─── Given information ───

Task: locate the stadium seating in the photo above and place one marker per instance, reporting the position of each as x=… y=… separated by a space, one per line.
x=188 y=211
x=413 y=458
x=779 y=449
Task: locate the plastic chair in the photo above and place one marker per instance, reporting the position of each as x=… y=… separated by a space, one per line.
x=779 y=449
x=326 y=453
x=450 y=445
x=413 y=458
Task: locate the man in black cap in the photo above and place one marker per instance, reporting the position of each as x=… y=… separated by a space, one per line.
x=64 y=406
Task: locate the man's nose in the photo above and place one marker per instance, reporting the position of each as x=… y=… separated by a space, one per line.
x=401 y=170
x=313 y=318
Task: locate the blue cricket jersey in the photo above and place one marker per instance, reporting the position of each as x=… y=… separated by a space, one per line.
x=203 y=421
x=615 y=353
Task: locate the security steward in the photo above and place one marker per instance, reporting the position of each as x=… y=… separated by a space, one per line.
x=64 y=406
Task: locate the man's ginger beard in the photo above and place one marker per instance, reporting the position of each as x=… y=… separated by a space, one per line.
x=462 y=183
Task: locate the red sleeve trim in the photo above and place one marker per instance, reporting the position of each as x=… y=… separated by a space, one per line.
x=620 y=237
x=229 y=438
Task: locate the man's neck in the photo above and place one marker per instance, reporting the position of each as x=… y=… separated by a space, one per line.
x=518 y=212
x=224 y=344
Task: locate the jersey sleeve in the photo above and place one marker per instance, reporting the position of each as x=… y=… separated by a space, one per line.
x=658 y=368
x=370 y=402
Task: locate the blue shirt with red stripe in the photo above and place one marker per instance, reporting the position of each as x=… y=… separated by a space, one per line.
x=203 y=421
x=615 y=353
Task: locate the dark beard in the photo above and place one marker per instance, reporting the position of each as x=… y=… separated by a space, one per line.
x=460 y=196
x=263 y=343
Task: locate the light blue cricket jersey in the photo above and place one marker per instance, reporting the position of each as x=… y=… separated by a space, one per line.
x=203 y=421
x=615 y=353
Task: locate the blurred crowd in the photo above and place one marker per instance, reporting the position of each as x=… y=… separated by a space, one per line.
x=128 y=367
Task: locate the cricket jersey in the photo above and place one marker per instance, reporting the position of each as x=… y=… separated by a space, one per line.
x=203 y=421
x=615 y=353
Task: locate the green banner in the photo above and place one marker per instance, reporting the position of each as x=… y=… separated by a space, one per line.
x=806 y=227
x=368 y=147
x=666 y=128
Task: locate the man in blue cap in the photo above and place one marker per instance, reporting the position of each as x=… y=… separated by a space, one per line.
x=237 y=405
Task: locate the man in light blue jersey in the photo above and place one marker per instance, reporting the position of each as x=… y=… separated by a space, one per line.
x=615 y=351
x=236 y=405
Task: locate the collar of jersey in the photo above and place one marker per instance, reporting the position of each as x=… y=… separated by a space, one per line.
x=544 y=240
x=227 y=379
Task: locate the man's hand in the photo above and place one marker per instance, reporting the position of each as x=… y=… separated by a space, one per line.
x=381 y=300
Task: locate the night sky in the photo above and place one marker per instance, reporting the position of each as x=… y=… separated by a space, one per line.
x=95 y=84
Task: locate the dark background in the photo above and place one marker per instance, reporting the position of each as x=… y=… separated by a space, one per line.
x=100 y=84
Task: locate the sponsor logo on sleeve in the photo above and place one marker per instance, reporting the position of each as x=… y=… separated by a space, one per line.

───

-- What to produce --
Above are the records; copy exactly the lines from the one with "Task: locate the dark background" through the final line.

-- Solved exercise --
Task: locate the dark background in the photo above and place one marker per instance, reporting the position of each as x=… y=… separated by a space, one per line.
x=100 y=84
Task: locate the sponsor logo on sleeve in the photo above and place one marker per instance, reporting the position of each as x=… y=… separated by a space, one per line.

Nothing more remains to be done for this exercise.